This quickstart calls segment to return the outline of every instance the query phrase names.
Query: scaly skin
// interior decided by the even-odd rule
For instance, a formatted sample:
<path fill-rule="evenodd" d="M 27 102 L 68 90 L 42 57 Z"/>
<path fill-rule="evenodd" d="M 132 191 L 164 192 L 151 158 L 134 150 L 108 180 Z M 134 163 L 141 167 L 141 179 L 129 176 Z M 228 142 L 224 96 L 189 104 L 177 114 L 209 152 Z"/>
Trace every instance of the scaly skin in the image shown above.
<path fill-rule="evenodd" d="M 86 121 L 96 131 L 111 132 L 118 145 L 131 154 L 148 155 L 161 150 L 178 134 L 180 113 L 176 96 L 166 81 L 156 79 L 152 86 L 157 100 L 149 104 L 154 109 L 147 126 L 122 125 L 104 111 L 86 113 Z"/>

TASK INSTRUCTIONS
Lay out the records above as a two-column CSV with the header input,output. Give one row per record, with its text under input and its answer under output, each in a single quoted field with line breaks replaced by spaces.

REPLY TO THE EXERCISE
input,output
"This quickstart calls segment to return the outline of every instance the query phrase names. Query: scaly skin // interior decided by the even-odd rule For instance, a formatted sample: <path fill-rule=""evenodd"" d=""M 27 102 L 68 90 L 42 57 Z""/> <path fill-rule=""evenodd"" d=""M 132 191 L 164 192 L 151 158 L 134 150 L 108 180 Z M 134 163 L 141 167 L 141 179 L 129 176 Z M 228 142 L 224 96 L 189 104 L 177 114 L 209 152 Z""/> Trace every instance of the scaly skin in the image shown above.","<path fill-rule=""evenodd"" d=""M 86 121 L 96 131 L 111 132 L 118 145 L 131 154 L 148 155 L 161 150 L 178 134 L 180 113 L 176 96 L 166 81 L 156 79 L 152 86 L 157 100 L 149 104 L 154 109 L 147 126 L 122 125 L 104 111 L 86 113 Z""/>"